-------- Source excerpt

[PATCH] LoongArch: Support dbar with different hints

[Date Prev][Date Next][Thread Prev][Thread Next][Date Index][Thread Index]

 



Traditionally, LoongArch uses "dbar 0" (full completion barrier) for
everything. But the full completion barrier is a performance killer, so
Loongson-3A6000 and newer processors introduce different hints:

Bit4: ordering or completion (0: completion, 1: ordering)
Bit3: barrier for previous read (0: true, 1: false)
Bit2: barrier for previous write (0: true, 1: false)
Bit1: barrier for succeeding read (0: true, 1: false)
Bit0: barrier for succedding write (0: true, 1: false)

Hint 0x700: barrier for "read after read" from the same address, which
is needed by LL-SC loops.

This patch enable various hints for different memory barries, it brings
performance improvements for Loongson-3A6000 series, and doesn't impact
Loongson-3A5000 series because they treat all hints as "dbar 0".

Signed-off-by: Jun Yi <yijun@xxxxxxxxxxx>
Signed-off-by: Huacai Chen <chenhuacai@xxxxxxxxxxx>
---
 arch/loongarch/include/asm/barrier.h | 130 ++++++++++++---------------
 arch/loongarch/include/asm/io.h      |   2 +-
 arch/loongarch/kernel/smp.c          |   2 +-
 arch/loongarch/mm/tlbex.S            |   6 +-
 4 files changed, 60 insertions(+), 80 deletions(-)

diff --git a/arch/loongarch/include/asm/barrier.h b/arch/loongarch/include/asm/barrier.h
index cda977675854..0286ae7e3636 100644
--- a/arch/loongarch/include/asm/barrier.h
+++ b/arch/loongarch/include/asm/barrier.h
@@ -5,27 +5,56 @@
 #ifndef __ASM_BARRIER_H
 #define __ASM_BARRIER_H
 
-#define __sync()	__asm__ __volatile__("dbar 0" : : : "memory")
+/*
+ * Hint types:
+ *
+ * Bit4: ordering or completion (0: completion, 1: ordering)
+ * Bit3: barrier for previous read (0: true, 1: false)
+ * Bit2: barrier for previous write (0: true, 1: false)
+ * Bit1: barrier for succeeding read (0: true, 1: false)
+ * Bit0: barrier for succedding write (0: true, 1: false)
+ *
+ * Hint 0x700: barrier for "read after read" from the same address
+ */
+
+#define DBAR(hint) __asm__ __volatile__("dbar %0 " : : "I"(hint) : "memory")
+
+#define crwrw		0b00000
+#define cr_r_		0b00101
+#define c_w_w		0b01010
 
-#define fast_wmb()	__sync()
-#define fast_rmb()	__sync()
-#define fast_mb()	__sync()

----------------
-------- Provided data

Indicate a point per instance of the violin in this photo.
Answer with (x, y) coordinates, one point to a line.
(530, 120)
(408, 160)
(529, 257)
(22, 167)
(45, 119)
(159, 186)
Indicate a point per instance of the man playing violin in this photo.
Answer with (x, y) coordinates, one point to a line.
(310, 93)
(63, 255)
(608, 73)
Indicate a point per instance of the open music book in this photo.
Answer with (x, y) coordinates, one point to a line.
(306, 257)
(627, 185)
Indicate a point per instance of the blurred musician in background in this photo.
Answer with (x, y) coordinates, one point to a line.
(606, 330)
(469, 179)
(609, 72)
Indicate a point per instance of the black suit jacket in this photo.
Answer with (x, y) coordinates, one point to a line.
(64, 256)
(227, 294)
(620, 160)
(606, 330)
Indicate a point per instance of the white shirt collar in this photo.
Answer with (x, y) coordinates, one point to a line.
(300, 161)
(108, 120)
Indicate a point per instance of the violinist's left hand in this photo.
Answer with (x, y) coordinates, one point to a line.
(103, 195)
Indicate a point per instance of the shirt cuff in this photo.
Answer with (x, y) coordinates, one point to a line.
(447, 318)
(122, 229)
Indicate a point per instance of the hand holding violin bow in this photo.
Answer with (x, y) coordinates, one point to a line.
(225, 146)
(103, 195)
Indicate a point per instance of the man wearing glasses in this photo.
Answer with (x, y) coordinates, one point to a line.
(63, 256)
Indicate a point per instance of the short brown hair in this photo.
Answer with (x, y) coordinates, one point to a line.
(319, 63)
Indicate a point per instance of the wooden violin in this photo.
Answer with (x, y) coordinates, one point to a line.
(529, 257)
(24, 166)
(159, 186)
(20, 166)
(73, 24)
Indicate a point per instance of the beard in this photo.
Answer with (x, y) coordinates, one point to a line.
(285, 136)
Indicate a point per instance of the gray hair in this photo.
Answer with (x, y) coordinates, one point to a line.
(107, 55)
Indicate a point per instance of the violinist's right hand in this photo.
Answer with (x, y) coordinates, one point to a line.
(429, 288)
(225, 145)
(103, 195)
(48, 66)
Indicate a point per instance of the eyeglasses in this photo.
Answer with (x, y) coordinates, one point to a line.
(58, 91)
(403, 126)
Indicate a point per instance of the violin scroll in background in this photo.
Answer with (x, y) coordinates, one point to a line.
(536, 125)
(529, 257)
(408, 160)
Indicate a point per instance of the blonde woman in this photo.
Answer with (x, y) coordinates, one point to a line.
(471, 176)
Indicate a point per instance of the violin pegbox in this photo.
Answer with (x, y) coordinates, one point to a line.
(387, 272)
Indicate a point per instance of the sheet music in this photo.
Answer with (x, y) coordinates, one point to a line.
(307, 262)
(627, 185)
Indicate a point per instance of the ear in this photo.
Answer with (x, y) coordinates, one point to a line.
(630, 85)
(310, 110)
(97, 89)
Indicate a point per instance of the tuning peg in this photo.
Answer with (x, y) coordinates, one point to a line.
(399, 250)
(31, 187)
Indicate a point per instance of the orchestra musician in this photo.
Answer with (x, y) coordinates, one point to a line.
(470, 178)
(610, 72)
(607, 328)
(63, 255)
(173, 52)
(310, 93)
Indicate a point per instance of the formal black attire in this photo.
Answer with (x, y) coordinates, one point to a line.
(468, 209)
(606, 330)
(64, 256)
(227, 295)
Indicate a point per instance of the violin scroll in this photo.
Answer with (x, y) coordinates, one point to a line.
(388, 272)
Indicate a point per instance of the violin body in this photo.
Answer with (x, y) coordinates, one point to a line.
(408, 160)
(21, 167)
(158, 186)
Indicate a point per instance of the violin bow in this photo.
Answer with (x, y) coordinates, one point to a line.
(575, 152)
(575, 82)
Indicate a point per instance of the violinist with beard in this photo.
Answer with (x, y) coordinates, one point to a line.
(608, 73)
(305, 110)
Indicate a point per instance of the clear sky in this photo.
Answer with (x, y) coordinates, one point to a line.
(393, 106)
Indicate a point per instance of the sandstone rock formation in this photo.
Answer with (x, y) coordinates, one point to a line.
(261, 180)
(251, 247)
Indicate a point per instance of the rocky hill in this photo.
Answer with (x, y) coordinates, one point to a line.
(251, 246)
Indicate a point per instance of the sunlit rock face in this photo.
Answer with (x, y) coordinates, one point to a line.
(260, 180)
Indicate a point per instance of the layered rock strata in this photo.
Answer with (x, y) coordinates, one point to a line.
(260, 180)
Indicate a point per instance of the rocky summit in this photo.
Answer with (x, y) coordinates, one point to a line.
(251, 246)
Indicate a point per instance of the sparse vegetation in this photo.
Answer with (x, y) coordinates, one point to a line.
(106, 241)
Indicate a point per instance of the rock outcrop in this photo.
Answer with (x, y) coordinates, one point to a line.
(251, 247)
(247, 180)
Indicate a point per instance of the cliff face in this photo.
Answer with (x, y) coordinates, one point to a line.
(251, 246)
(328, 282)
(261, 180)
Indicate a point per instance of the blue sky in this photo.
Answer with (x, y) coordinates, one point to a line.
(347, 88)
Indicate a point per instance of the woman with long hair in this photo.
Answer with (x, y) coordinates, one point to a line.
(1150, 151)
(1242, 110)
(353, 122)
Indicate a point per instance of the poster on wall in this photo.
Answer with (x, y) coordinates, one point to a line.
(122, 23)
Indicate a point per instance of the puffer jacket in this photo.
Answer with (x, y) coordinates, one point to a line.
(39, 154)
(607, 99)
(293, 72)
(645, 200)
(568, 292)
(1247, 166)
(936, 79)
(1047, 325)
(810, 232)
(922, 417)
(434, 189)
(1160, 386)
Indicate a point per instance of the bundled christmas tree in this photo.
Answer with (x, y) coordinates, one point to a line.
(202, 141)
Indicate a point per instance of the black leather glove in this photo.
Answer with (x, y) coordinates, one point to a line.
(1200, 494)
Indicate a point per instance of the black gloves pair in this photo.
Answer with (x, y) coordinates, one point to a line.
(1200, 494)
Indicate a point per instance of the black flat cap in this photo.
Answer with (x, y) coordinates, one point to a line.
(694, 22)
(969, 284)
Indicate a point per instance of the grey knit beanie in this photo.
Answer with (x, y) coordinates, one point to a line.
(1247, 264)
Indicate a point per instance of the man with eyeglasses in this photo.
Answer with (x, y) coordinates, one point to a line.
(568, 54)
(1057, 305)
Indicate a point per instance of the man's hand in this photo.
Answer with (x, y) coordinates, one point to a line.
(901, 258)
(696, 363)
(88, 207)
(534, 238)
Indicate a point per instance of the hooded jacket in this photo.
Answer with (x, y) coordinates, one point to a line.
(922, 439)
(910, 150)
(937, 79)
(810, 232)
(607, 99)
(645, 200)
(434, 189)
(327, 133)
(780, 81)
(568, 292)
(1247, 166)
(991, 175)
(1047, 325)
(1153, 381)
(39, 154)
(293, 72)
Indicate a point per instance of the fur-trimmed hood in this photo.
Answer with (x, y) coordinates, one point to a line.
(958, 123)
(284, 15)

----------------

- _List of tasks_
**A)** In the LoongArch dbar patch, why does the change have no effect on Loongson-3A5000 processors?
**B)** Continue the LoongArch dbar patch from the line after its last one shown.

- _Replies_
**A)** Loongson-3A5000 processors treat all hints as "dbar 0".

**B)**
-#define fast_iob()	__sync()
-#define wbflush()	__sync()
+#define orwrw		0b10000
+#define or_r_		0b10101
+#define o_w_w		0b11010
 
-#define wmb()		fast_wmb()
-#define rmb()		fast_rmb()
-#define mb()		fast_mb()
-#define iob()		fast_iob()
+#define orw_w		0b10010
+#define or_rw		0b10100
 
-#define __smp_mb()	__asm__ __volatile__("dbar 0" : : : "memory")
-#define __smp_rmb()	__asm__ __volatile__("dbar 0" : : : "memory")
-#define __smp_wmb()	__asm__ __volatile__("dbar 0" : : : "memory")
+#define c_sync()	DBAR(crwrw)
+#define c_rsync()	DBAR(cr_r_)
+#define c_wsync()	DBAR(c_w_w)
+
+#define o_sync()	DBAR(orwrw)
+#define o_rsync()	DBAR(or_r_)
+#define o_wsync()	DBAR(o_w_w)
+
+#define ldacq_mb()	DBAR(or_rw)
+#define strel_mb()	DBAR(orw_w)
+
+#define mb()		c_sync()
+#define rmb()		c_rsync()
+#define wmb()		c_wsync()
+#define iob()		c_sync()
+#define wbflush()	c_sync()
+
+#define __smp_mb()	o_sync()
+#define __smp_rmb()	o_rsync()
+#define __smp_wmb()	o_wsync()
 
 #ifdef CONFIG_SMP
-#define __WEAK_LLSC_MB		"	dbar 0  \n"
+#define __WEAK_LLSC_MB		"	dbar 0x700	\n"
 #else
-#define __WEAK_LLSC_MB		"		\n"
+#define __WEAK_LLSC_MB		"			\n"
 #endif
 
 #define __smp_mb__before_atomic()	barrier()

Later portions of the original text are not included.